**Brano di partenza**
=====
Il Chan e lo Zen – rispettivamente in Cina e in Giappone – rappresentano gli originali sviluppi del buddhismo in estremo oriente, dove esso si innestò su una cultura millenaria, dando origine a correnti filosofiche e di pensiero assolutamente peculiari, pur dentro alla grande famiglia delle scuole buddhiste.
Buddhismo Chan
Il Chan, espressione originale del Buddhismo cinese, rappresenta il ritorno all’ essenza dell’esperienza del Buddha: l’ illuminazione raggiunta attraverso lo sforzo personale.
In particolare la parola Chan è la traslitterazione dal sanscrito dhyana – meditazione. Il Chan si costituì come scuola verso la metà del VII secolo e rappresenta una miscela unica di idee e pratiche cinesi – in particolare taoiste – e mahayana.
La premessa filosofica da cui muove la scuola è che la natura di Buddha – cioè lo stato di purezza originario della mente – è presente in tutti gli esseri senzienti. Nella prospettiva Chan l’illuminazione può essere realizzata direttamente ed intuitivamente, attraverso una pratica meditativa particolare che unisce dhyana – meditazione – e prajina – saggezza – prescindendo sia dall’approccio intellettuale sia da quello rituale. L’intuizione della purezza della mente può avvenire solo al di fuori del ragionamento discorsivo, in particolare attraverso la “meditazione senza oggetto” o zuochan.
Secondo la leggenda che ricostruisce il lignaggio spirituale, la rivelazione risalirebbe allo stesso Buddha Sakyamuni, che l’avrebbe trasmessa ai primi Maestri della scuola attraverso la propria mente. La comunicazione da mente a mente tra maestro e discepolo è un altro dei pilastri di questa scuola.
Dal punto di vista iconografico, il Chan preferì alle immagini del Buddha un repertorio di espressioni simboliche quasi astratte, utilizzando una pittura a inchiostro con gamma ridottissima di toni. Questo modulo di astrazione quasi calligrafica rappresentò lo strumento ideale per esprimere la forza di un’intuizione che può manifestarsi solo a una mente libera dai concetti.
=====
**Segmento di dati**
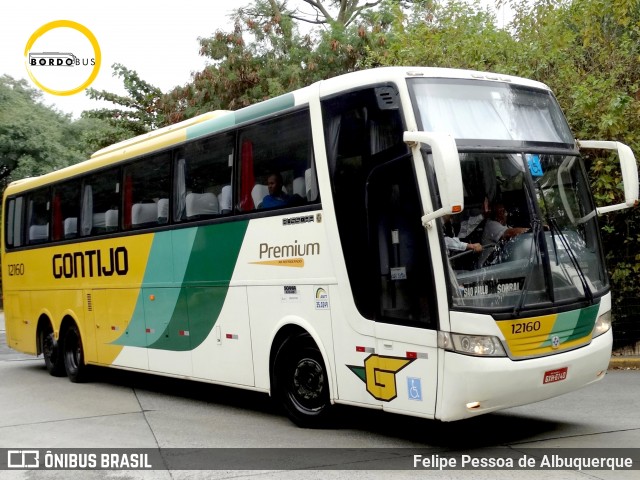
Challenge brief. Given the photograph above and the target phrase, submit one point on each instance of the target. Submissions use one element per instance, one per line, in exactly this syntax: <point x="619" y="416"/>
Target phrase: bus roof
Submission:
=====
**Compito breve 1**
Indica se ciascuna affermazione concorda con il brano sul buddhismo Chan, rispondendo sì o no e citando le parole decisive del brano. (a) Il Chan si costituì come scuola verso la metà del VII secolo. (b) La natura di Buddha è presente soltanto nei maestri della scuola. (c) Il Chan preferì le immagini del Buddha alle espressioni simboliche.
**Compito breve 2**
Rispondi alle seguenti domande sul brano sul buddhismo Chan.
(a) Di quale parola sanscrita è traslitterazione il termine Chan, e che cosa significa?
(b) Con quale nome è indicata la «meditazione senza oggetto»?
(c) Quale tecnica pittorica utilizzò il Chan?
Per questo lavoro l'elenco non è necessario.

**Risposta finale 1**
(a) Sì: «Il Chan si costituì come scuola verso la metà del VII secolo».
(b) No: «è presente in tutti gli esseri senzienti».
(c) No: «il Chan preferì alle immagini del Buddha un repertorio di espressioni simboliche quasi astratte».

**Risposta finale 2**
(a) È la traslitterazione di dhyana, che significa meditazione.
(b) È indicata con il nome zuochan.
(c) Utilizzò una pittura a inchiostro con una gamma ridottissima di toni.